— 原文節選 —
_ _ _ _ _ _ _

Tensorflow 1.14 版本 Earge 模式下的線性迴歸

因爲,tensorflow 2.0 正式版將要發佈,爲了將之前TF1.X的代碼,能在更新後兼容,開始着手使用 TF 2.0 的方式構建並訓練模型;因爲 tensorflow 2.0 正式版尚未正式發佈,但因爲 2.0 中的很多功能,是基於 TF1.14 中的 v2 模塊進行完善的,而且 1.14 版本已經非常穩定,所以,使用 TF 1.14 來完成從TF 1.X到 TF 2.0 的過渡。但因爲 TF 2.0 默認是 Earge 模式運行,且訓練方式及API與 1.X 版本中做出了很大的改動,又因爲 TF 2.0 的相關資料,目前而言,相對較少,本文則只是對本人學習過程的記錄。

注:本文只是對本人學習過程中的示例進行記錄,若有不足之處,請各位大神不吝賜教。

本文示例代碼,以《深度學習之TensorFlow 入門、原理與進階實戰》(李金洪) 一書中,第三章的邏輯迴歸擬合二維數據中的示例代碼爲例,以Earge模式,在 TF 1.14 v2 模塊下,對模型進行重新構建;

原書中的代碼:

import tensorflow.compat.v1 as tf
import numpy as np
import matplotlib.pyplot as plt

train_X = np.linspace(-1, 1, 100)
[data_len] = train_X.shape
train_Y = 2 * train_X + np.random.randn(data_len) * 0.3  # y = 2x,但是加入了噪聲

# 創建點位符
X = tf.placeholder(tf.float32)
Y = tf.placeholder(tf.float32)

# 模型參數
W = tf.Variable(tf.random.normal([1]), name='weight')
b = tf.Variable(tf.zeros([1]), name='bias')
# 前向結構
z = tf.multiply(X, W) + b

# 反向優化
cost = tf.reduce_mean(tf.square(Y - z))
learning_rate = 0.01
# optimizer = t
optimizer = tf.train.GradientDescentOptimizer(learning_rate).minimize(cost)
# 初始化所有變量
init = tf.global_variables_initializer()
# 定義參數
training_epochs = 20
display_step = 2

# 存放批次值和損失值
plot_data = {'batchsize': [], 'loss': []}


def moving_average(a, w=10):
    if len(a) < w:
        return a[:]
    return [val if idx < w else sum(a[(idx-w): idx]) / w for idx, val in enumerate(a)]


# 啓動 session
with tf.Session() as sess:
    sess.run(init)
    # 向模型輸入數據
    for epoch in range(training_epochs):
        for (x, y) in zip(train_X, train_Y):
            sess.run(optimizer, feed_dict={X: x, Y: y})

        # 顯示訓練中的詳細信息
        if epoch % display_step == 0:
            loss = sess.run(cost, feed_dict={X: train_X, Y: train_Y})
            print('Epoch:', epoch + 1, "cost=", loss, 'W=', sess.run(W), 'b=', sess.run(b))

            if not loss == 'NA':
                plot_data['batchsize'].append(epoch)
                plot_data['loss'].append(loss)

_ _ _ _ _ _ _

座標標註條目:
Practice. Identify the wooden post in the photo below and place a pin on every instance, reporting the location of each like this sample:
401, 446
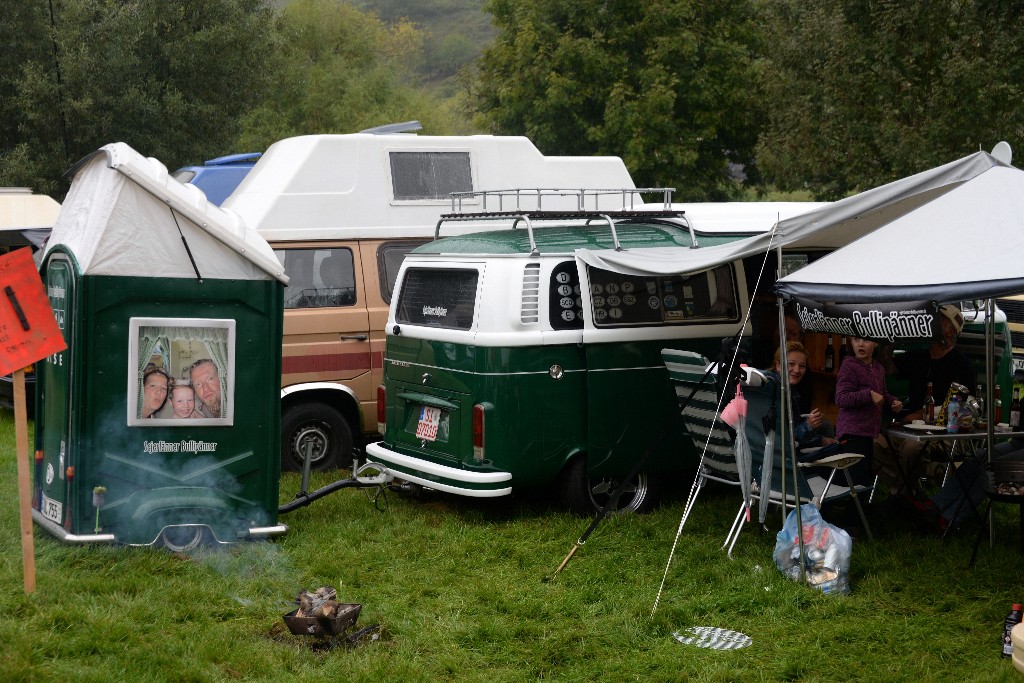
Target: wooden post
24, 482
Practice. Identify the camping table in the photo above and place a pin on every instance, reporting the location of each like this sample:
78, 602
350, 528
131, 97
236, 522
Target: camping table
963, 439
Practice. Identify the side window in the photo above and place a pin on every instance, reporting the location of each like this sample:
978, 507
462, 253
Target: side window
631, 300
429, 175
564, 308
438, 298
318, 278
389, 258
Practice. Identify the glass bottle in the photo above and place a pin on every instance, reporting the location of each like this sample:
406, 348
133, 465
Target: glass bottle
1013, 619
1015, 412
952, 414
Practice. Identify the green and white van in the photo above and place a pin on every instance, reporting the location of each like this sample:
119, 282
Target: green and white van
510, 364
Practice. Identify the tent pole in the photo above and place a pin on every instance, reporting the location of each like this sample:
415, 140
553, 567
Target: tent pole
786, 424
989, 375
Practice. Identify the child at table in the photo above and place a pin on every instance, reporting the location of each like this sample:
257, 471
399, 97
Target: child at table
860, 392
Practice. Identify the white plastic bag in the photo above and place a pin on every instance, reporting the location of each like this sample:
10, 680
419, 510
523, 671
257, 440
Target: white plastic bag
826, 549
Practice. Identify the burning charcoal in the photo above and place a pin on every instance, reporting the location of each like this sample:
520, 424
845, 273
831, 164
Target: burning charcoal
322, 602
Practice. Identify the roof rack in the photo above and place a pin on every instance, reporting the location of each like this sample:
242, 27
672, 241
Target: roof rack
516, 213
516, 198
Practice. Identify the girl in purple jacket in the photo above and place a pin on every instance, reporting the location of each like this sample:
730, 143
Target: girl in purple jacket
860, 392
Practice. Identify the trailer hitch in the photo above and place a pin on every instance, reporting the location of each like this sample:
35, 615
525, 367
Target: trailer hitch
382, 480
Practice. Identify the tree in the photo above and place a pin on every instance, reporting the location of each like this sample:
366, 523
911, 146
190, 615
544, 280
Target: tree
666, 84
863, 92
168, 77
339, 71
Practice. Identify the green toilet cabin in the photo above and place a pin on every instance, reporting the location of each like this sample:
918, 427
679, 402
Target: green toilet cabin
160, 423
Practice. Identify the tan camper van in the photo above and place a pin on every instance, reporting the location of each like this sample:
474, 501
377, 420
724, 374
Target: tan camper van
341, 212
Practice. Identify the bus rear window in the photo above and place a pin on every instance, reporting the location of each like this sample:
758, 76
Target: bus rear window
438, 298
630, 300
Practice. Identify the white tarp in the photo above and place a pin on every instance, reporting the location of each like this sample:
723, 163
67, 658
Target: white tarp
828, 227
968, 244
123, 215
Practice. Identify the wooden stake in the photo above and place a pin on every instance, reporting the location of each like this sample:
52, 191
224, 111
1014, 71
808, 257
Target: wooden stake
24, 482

_ _ _ _ _ _ _

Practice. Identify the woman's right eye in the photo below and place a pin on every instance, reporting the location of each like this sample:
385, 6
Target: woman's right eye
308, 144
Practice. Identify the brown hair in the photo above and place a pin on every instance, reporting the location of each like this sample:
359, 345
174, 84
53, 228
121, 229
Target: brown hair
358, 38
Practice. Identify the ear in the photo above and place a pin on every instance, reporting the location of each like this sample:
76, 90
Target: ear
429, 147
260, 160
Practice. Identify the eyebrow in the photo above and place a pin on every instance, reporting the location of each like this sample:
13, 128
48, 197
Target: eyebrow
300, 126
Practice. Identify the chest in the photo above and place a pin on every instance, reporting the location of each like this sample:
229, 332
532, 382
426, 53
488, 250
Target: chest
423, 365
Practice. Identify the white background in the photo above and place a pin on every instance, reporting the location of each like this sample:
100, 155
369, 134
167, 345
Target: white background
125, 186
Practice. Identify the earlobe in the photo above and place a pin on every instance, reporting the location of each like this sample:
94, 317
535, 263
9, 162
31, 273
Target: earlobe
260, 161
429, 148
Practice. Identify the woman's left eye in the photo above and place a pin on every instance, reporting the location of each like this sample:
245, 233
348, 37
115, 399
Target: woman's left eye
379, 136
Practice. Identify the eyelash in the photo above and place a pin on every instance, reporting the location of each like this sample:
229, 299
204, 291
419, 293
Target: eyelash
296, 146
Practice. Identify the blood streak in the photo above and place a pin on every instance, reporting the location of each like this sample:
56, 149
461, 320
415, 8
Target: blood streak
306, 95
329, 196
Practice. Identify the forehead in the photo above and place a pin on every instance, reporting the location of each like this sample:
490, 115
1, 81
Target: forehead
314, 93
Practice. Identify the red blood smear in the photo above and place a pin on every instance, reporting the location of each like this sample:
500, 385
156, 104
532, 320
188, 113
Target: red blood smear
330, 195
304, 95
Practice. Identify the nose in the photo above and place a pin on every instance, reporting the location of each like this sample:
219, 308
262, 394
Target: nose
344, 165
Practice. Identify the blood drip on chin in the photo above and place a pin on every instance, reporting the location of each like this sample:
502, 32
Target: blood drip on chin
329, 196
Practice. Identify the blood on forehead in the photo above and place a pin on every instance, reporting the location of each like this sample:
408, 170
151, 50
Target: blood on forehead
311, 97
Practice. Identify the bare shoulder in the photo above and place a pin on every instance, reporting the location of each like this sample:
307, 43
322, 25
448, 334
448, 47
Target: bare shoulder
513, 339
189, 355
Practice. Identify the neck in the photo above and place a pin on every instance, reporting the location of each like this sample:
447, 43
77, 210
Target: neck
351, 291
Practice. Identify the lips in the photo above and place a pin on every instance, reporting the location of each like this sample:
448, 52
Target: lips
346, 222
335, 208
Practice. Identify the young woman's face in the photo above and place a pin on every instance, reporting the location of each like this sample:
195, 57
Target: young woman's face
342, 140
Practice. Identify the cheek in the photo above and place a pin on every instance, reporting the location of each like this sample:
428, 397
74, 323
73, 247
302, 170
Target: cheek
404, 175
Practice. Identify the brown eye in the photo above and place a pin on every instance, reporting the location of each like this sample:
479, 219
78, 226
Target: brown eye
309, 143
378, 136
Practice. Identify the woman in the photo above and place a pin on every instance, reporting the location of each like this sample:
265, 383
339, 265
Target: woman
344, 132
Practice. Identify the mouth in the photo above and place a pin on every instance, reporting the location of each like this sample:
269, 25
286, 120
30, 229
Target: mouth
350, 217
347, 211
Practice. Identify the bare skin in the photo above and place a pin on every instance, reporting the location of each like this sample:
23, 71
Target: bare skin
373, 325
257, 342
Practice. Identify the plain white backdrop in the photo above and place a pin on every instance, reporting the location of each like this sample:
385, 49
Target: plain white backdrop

_ _ _ _ _ _ _

— 練習任務 —
(a) 原文所附原書代碼的開頭用 import 導入了哪些模塊?請全部列出,並寫明各自的別名。
(b) 據原文所述,本文的示例代碼取自哪本書的哪一章?

— 參考答案 —
(a) tensorflow.compat.v1(別名 tf)、numpy(別名 np)、matplotlib.pyplot(別名 plt)

(b) 取自李金洪《深度學習之TensorFlow 入門、原理與進階實戰》第三章的邏輯迴歸擬合二維數據示例。